*Activity:* Show every line from the data below that includes "balustrade".

*Data:*
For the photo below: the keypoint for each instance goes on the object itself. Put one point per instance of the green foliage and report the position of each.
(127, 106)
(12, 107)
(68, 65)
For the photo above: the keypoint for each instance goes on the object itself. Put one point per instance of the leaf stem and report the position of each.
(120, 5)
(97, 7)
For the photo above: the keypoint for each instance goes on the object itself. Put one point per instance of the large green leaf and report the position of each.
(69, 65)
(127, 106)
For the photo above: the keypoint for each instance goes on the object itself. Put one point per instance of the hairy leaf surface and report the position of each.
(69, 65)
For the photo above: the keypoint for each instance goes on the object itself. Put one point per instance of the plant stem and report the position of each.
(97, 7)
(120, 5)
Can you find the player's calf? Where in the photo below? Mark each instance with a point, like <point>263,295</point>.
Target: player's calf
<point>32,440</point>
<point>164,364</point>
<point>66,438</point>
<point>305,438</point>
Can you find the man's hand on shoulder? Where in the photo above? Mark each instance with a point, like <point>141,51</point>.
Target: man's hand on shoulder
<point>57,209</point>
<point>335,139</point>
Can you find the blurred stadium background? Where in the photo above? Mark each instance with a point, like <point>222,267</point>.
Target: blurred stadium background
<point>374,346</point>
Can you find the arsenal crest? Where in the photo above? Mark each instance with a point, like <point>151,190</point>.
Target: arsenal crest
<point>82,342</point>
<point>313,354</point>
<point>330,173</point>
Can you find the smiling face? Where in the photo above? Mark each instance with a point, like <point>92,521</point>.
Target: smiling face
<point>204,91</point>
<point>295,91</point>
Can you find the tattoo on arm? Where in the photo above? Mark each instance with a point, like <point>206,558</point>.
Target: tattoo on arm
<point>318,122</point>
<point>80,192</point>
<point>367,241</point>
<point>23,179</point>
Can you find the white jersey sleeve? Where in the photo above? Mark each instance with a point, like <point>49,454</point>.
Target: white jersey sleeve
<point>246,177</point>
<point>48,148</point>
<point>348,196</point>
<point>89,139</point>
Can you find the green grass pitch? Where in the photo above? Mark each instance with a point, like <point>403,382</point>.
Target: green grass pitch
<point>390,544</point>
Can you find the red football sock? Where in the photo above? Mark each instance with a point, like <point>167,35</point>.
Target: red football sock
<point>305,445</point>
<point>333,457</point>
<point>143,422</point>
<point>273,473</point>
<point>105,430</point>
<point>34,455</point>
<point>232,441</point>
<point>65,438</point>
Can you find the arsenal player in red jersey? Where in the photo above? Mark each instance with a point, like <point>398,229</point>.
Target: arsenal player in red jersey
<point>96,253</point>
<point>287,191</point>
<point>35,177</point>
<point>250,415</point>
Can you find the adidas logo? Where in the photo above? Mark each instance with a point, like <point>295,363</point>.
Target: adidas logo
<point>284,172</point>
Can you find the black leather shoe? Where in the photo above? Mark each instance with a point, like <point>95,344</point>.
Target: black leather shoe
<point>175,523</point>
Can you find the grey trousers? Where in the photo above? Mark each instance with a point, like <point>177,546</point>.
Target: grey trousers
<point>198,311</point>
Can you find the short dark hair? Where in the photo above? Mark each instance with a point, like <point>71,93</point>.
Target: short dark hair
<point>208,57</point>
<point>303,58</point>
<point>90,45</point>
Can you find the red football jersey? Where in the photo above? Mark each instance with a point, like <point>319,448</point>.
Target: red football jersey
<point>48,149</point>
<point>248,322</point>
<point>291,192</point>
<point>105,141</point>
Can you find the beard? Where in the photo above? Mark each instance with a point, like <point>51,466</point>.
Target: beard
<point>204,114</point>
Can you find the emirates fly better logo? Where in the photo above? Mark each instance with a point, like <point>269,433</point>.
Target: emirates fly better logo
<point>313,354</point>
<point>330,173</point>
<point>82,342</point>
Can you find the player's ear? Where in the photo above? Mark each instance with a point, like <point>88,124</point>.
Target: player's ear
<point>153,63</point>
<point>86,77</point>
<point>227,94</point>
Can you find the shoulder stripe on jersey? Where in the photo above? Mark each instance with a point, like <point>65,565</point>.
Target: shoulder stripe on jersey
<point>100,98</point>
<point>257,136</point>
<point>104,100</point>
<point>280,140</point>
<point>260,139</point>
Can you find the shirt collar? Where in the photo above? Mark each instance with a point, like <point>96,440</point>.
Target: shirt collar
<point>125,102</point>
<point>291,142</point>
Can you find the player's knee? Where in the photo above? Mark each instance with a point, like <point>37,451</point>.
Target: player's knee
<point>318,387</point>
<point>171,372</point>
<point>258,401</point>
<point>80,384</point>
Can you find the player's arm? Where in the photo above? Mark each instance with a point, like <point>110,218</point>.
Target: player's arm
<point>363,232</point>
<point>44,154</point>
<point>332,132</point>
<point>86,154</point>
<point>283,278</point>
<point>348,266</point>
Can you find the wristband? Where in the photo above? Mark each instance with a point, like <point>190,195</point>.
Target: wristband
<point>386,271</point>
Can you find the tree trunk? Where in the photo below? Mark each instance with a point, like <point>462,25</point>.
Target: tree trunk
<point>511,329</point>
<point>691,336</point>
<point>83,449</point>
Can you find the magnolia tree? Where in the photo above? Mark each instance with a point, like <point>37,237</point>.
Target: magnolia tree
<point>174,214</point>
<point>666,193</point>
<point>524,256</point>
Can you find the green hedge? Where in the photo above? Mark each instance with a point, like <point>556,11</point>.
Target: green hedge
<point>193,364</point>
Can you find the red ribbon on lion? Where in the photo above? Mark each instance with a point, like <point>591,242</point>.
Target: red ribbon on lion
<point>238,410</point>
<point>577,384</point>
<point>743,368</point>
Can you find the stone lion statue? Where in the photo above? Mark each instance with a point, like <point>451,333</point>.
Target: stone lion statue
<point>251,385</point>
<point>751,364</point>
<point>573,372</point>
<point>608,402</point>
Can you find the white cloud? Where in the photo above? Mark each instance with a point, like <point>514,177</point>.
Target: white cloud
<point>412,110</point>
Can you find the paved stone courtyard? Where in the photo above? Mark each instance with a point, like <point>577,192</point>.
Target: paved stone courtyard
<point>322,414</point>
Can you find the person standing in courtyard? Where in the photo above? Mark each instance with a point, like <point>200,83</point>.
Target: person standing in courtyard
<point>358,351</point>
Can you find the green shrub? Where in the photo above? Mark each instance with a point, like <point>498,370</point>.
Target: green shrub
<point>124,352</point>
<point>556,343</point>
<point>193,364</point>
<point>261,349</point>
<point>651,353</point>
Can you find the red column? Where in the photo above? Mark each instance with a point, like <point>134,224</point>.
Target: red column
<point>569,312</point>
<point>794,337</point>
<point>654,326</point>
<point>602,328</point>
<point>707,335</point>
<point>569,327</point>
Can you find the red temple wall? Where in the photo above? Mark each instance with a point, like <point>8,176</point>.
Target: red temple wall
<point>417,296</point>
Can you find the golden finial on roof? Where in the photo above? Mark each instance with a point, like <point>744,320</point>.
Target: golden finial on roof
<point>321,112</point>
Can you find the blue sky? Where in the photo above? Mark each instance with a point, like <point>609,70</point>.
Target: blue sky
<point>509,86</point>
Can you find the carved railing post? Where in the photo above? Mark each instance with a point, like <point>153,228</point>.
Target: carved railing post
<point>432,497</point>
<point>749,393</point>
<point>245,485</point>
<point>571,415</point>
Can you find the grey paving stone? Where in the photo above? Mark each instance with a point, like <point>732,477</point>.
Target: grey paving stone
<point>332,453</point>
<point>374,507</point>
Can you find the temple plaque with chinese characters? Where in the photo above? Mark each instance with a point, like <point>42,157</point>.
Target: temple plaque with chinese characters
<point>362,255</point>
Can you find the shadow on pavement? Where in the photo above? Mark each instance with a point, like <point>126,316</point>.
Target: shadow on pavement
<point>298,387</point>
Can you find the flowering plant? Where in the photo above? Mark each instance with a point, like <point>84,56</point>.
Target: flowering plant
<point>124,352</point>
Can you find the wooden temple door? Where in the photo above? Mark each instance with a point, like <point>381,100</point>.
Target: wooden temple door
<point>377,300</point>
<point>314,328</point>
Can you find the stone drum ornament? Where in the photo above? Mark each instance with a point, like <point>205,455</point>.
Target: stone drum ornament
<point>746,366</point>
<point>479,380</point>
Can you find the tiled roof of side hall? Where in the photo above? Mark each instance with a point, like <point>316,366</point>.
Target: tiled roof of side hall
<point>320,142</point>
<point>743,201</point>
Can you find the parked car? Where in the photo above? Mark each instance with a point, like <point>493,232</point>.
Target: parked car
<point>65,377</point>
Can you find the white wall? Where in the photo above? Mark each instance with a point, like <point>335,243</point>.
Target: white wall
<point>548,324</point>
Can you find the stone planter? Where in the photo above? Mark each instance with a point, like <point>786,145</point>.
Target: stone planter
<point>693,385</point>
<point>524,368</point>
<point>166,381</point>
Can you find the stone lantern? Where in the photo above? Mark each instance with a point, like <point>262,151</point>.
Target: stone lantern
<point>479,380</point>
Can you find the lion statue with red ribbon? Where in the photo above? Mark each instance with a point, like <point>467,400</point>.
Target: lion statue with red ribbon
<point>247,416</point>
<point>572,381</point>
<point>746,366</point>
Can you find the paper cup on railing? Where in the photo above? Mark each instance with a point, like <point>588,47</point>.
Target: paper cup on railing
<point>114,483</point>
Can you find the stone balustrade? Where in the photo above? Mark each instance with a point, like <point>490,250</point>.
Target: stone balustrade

*The answer:*
Can you find the stone balustrade? Where in the photo above? Mark each instance with a point, like <point>490,250</point>.
Target: stone balustrade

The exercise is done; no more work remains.